_Metin_
··········
Abaküs Yazılım
14. Hukuk Dairesi
Esas No: 2019/727
Karar No: 2019/8623
Karar Tarihi: 12.12.2019

Yargıtay 14. Hukuk Dairesi 2019/727 Esas 2019/8623 Karar Sayılı İlamı

14. Hukuk Dairesi         2019/727 E.  ,  2019/8623 K.

    "İçtihat Metni"

    MAHKEMESİ :Asliye Hukuk Mahkemesi


    Davacı vekili tarafından, davalı aleyhine 17.11.2014 gününde verilen dilekçe ile önalım hakkına dayanan tapu iptali ve tescil talebi üzerine bozma ilamına uyularak yapılan duruşma sonunda; davanın reddine dair verilen 03.10.2018 günlü hükmün Yargıtayca incelenmesi davacı vekili tarafından istenilmekle süresinde olduğu anlaşılan temyiz dilekçesinin kabulüne karar verildikten sonra dosya ve içerisindeki bütün kağıtlar incelenerek gereği düşünüldü:
    K A R A R
    Dava, önalım hakkı nedeniyle tapu iptali ve tescil istemine ilişkindir.
    Davacı vekili, müvekkilinin paydaşı olduğu 150 ada 64 parsel sayılı taşınmazın dava dışı önceki paydaşlarından olan ...’ın payını davalıya sattığını ileri sürerek, davalı adına olan tapu kaydının iptali ile müvekkili davacı adına tesciline karar verilmesini talep etmiştir.
    Davalı vekili, fiili taksim iddiasında bulunarak davanın reddini savunmuştur.
··········
_Yapılacaklar_
(a) Karar metnine göre aşağıdaki soruları yanıtlayın.
(i) Karar tarihi nedir?
(ii) Davacı vekilinin dilekçesi hangi gün verilmiştir?
(iii) Davalı vekili davanın reddini hangi iddiada bulunarak savunmuştur?
(b) Karar metninde "MAHKEMESİ :Asliye Hukuk" ifadesinden "verilmesini talep etmiştir." ifadesine kadar olan bölümü birebir aktarın.

_Kayıt kümesi_
··········
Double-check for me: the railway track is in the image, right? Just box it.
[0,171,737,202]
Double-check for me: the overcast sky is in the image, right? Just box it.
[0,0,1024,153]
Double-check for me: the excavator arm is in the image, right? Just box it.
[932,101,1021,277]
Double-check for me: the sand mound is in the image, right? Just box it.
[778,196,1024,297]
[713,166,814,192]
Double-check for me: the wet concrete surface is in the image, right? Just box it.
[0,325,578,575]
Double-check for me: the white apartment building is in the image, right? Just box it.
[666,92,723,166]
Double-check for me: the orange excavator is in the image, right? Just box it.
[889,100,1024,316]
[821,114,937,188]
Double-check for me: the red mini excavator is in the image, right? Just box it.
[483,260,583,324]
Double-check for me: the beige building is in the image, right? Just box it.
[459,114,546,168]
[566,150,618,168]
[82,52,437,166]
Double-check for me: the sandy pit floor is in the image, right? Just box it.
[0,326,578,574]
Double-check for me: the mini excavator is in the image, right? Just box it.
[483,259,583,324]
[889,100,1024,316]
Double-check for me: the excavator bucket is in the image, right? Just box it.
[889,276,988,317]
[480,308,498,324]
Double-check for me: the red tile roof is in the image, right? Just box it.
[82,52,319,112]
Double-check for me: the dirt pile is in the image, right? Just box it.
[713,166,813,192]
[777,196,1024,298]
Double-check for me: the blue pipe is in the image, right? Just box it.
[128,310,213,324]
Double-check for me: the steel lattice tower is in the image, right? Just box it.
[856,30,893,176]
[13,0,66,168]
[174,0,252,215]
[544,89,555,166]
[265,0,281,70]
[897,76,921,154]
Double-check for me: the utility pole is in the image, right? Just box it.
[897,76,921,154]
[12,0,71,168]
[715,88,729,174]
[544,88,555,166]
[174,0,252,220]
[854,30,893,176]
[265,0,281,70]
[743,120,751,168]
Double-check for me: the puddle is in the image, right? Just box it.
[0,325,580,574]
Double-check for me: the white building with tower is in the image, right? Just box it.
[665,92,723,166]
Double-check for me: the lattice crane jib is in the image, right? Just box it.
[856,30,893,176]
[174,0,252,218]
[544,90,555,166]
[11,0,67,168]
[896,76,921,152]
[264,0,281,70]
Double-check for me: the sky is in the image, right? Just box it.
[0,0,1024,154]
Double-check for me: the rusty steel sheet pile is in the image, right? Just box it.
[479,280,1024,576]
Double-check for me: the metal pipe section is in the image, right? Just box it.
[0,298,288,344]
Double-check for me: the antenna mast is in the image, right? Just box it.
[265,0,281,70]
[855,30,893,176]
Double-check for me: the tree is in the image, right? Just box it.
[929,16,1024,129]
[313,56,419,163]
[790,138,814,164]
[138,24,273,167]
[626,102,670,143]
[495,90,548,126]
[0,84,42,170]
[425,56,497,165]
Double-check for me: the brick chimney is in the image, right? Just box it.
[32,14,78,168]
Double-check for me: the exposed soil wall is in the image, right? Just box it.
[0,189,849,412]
··········
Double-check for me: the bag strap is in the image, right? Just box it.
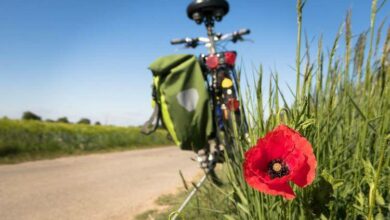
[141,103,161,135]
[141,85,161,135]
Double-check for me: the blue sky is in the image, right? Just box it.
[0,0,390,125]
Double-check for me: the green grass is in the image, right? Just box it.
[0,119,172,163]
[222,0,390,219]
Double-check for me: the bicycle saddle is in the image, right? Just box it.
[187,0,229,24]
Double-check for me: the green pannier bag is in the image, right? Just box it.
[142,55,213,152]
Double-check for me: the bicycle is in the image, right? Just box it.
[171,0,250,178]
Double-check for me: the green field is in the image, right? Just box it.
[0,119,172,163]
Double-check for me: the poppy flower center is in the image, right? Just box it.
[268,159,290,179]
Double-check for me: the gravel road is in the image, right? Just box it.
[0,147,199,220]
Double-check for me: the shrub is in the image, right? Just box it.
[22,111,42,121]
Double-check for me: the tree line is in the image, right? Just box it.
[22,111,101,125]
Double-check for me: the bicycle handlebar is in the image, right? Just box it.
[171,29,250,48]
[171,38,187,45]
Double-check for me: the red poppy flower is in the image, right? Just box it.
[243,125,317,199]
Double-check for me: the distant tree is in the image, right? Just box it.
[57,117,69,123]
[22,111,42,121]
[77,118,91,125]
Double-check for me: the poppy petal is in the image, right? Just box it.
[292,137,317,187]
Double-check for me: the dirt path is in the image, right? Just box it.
··········
_Beklenen yanıtlar_
(a)
(i) 12.12.2019
(ii) 17.11.2014
(iii) Fiili taksim iddiası

(b)
MAHKEMESİ :Asliye Hukuk Mahkemesi


    Davacı vekili tarafından, davalı aleyhine 17.11.2014 gününde verilen dilekçe ile önalım hakkına dayanan tapu iptali ve tescil talebi üzerine bozma ilamına uyularak yapılan duruşma sonunda; davanın reddine dair verilen 03.10.2018 günlü hükmün Yargıtayca incelenmesi davacı vekili tarafından istenilmekle süresinde olduğu anlaşılan temyiz dilekçesinin kabulüne karar verildikten sonra dosya ve içerisindeki bütün kağıtlar incelenerek gereği düşünüldü:
    K A R A R
    Dava, önalım hakkı nedeniyle tapu iptali ve tescil istemine ilişkindir.
    Davacı vekili, müvekkilinin paydaşı olduğu 150 ada 64 parsel sayılı taşınmazın dava dışı önceki paydaşlarından olan ...’ın payını davalıya sattığını ileri sürerek, davalı adına olan tapu kaydının iptali ile müvekkili davacı adına tesciline karar verilmesini talep etmiştir.